- [PROVIDED RECORDS]
══════════════════════════════
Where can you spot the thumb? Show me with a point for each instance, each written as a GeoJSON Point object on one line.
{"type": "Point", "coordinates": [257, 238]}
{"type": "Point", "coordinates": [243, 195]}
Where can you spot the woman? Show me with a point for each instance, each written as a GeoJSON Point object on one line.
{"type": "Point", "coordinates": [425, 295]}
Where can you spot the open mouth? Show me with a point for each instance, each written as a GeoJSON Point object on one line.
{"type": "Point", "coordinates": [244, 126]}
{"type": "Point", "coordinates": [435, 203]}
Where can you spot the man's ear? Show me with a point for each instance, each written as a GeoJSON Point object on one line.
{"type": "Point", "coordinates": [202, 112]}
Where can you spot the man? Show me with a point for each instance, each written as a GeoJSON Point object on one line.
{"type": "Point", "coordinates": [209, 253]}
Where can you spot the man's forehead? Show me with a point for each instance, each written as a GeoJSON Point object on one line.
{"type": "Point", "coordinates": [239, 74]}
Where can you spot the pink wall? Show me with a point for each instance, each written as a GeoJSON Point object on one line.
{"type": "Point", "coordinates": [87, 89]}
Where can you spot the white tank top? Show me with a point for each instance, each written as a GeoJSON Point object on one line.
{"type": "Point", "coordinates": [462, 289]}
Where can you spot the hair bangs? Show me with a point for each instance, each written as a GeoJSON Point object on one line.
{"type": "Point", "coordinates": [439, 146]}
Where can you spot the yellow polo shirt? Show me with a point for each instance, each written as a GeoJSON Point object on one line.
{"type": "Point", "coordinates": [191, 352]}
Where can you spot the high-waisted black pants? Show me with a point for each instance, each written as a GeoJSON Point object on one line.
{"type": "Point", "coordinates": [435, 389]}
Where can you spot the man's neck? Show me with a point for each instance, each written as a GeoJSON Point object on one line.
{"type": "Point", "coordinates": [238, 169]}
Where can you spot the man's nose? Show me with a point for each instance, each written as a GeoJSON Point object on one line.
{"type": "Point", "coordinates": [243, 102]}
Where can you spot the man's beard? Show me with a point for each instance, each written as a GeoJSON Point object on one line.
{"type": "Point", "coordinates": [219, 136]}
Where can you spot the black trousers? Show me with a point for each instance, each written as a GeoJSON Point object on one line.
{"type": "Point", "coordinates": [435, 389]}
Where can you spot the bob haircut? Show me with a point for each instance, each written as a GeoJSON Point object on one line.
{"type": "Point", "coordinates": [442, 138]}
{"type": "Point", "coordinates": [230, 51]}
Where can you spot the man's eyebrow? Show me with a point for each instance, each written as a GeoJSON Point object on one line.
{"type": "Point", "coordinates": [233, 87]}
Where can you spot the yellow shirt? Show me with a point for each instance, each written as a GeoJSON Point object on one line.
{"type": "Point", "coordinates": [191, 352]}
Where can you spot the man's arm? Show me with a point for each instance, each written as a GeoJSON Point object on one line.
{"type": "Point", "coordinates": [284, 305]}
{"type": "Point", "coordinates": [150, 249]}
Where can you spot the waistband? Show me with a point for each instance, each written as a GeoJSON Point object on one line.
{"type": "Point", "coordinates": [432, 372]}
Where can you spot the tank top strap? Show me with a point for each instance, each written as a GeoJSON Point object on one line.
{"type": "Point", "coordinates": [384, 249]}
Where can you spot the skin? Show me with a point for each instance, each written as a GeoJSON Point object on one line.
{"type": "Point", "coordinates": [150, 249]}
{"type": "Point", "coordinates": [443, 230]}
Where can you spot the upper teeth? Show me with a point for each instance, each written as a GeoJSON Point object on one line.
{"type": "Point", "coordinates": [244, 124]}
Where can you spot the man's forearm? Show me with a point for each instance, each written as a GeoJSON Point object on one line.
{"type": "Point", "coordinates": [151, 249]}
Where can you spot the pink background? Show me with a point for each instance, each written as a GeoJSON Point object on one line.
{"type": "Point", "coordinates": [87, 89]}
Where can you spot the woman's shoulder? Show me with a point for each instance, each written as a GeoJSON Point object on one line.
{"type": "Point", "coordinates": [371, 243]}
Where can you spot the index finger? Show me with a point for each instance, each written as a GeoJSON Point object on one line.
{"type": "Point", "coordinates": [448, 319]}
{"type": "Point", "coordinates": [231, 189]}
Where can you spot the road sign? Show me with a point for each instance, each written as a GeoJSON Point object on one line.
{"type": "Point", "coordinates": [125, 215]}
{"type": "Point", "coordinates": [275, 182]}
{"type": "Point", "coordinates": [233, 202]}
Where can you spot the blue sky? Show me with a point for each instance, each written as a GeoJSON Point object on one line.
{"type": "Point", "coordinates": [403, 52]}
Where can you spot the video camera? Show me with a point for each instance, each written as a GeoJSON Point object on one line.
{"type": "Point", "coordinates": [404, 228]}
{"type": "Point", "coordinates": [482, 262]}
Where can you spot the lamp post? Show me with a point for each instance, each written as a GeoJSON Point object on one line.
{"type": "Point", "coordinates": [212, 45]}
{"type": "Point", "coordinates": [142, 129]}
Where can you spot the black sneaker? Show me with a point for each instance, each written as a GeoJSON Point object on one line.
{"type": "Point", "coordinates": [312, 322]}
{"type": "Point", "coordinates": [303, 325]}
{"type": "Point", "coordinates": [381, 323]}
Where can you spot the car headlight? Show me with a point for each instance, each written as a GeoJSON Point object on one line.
══════════════════════════════
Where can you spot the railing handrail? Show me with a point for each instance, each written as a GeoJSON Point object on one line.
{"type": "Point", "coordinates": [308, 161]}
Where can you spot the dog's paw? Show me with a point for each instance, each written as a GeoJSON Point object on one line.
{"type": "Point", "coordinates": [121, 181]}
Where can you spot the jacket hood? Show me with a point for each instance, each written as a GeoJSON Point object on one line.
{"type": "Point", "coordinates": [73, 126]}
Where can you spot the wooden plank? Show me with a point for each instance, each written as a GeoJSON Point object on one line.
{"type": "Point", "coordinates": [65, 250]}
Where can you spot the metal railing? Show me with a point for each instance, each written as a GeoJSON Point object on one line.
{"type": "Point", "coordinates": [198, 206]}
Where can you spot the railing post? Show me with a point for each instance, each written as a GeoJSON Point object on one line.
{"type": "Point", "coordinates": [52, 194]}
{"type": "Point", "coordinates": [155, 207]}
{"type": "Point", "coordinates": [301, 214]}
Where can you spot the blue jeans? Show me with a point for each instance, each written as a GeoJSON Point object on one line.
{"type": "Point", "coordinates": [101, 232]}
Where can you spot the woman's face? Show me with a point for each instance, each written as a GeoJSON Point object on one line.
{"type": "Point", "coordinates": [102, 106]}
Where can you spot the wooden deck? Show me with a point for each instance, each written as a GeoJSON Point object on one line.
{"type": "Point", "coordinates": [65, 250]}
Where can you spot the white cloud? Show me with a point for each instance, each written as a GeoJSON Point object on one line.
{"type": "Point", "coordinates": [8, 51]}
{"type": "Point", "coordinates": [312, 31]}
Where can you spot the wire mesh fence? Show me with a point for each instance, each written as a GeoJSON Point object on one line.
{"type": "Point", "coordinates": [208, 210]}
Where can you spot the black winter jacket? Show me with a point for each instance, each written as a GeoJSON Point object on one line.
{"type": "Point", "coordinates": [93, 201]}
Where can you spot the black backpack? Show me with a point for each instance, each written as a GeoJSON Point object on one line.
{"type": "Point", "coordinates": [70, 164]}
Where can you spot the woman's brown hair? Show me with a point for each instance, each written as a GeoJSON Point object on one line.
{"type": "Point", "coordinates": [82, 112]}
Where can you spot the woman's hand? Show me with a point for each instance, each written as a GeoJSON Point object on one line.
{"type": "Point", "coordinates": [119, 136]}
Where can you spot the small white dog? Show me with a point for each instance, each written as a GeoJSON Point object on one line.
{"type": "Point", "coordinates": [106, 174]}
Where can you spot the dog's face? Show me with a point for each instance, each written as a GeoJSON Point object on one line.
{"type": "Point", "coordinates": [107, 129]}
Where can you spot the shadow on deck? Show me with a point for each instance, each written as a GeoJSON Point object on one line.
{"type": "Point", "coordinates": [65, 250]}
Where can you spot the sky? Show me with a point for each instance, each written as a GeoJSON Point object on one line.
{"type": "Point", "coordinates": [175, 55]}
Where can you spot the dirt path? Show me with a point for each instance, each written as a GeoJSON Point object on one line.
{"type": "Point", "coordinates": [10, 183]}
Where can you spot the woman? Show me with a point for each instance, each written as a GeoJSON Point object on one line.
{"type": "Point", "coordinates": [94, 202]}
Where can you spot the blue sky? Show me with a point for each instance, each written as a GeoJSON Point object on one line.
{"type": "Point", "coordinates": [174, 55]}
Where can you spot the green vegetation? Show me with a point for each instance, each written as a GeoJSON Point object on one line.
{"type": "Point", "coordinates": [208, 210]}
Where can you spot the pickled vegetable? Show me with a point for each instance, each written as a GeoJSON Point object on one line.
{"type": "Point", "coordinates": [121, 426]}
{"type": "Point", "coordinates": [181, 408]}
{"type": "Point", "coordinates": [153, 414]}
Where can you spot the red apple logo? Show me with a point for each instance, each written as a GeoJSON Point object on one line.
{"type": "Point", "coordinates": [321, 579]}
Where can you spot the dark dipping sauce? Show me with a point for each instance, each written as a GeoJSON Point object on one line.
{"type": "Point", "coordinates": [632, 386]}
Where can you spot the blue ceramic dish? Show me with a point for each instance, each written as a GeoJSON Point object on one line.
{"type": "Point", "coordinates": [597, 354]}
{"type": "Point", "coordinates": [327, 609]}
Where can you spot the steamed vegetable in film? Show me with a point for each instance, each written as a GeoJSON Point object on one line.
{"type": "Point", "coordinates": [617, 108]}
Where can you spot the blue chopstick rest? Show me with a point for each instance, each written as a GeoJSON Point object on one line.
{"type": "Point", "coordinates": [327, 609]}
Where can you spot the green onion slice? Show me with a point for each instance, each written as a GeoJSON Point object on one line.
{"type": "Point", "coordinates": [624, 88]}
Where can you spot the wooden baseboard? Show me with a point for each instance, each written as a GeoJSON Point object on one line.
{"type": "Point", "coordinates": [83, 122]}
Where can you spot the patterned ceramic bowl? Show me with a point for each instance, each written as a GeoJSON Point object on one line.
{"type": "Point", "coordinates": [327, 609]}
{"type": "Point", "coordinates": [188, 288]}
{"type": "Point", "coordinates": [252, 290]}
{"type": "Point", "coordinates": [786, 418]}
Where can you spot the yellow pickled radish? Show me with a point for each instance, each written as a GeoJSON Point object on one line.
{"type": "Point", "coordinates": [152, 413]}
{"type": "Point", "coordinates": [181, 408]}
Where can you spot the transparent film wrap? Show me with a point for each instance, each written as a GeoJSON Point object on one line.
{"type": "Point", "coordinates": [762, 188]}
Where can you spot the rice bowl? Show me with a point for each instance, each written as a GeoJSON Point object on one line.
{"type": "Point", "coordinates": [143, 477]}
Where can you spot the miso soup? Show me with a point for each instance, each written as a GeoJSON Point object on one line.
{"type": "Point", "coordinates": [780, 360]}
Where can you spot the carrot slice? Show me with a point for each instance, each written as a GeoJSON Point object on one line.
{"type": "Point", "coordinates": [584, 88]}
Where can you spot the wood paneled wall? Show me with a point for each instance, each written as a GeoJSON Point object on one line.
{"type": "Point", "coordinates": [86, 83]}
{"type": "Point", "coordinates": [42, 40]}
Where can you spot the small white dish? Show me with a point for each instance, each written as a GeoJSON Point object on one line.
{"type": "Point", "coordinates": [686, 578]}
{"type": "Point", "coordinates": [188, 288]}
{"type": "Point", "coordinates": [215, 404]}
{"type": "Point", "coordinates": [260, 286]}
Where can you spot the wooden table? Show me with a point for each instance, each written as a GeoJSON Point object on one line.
══════════════════════════════
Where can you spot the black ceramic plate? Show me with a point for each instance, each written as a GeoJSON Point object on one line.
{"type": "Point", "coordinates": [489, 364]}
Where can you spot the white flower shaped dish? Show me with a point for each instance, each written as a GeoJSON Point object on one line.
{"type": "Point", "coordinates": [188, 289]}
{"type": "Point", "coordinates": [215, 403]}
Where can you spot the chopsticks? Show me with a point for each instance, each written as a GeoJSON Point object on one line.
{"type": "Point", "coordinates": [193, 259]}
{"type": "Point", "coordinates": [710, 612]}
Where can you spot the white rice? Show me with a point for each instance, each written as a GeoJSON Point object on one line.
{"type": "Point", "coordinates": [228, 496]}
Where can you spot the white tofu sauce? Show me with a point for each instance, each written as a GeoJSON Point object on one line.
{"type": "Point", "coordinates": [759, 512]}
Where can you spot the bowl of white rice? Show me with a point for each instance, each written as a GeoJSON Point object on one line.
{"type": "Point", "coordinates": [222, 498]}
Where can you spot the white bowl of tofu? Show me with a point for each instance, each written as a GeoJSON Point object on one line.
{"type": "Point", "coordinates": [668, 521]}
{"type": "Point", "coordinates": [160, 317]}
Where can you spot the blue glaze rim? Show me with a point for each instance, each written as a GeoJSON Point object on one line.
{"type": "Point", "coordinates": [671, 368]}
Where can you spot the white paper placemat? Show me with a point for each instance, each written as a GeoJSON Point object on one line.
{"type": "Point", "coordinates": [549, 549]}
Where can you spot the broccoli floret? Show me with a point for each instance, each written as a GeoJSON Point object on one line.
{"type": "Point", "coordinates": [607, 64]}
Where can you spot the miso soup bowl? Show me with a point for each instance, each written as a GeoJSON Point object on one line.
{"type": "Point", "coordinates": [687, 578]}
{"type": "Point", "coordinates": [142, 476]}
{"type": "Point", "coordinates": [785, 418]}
══════════════════════════════
- [AIM OF THE TASK] How many lines in the entries above contain the word "pink"? Reply with the number alone.

- [RESPONSE] 2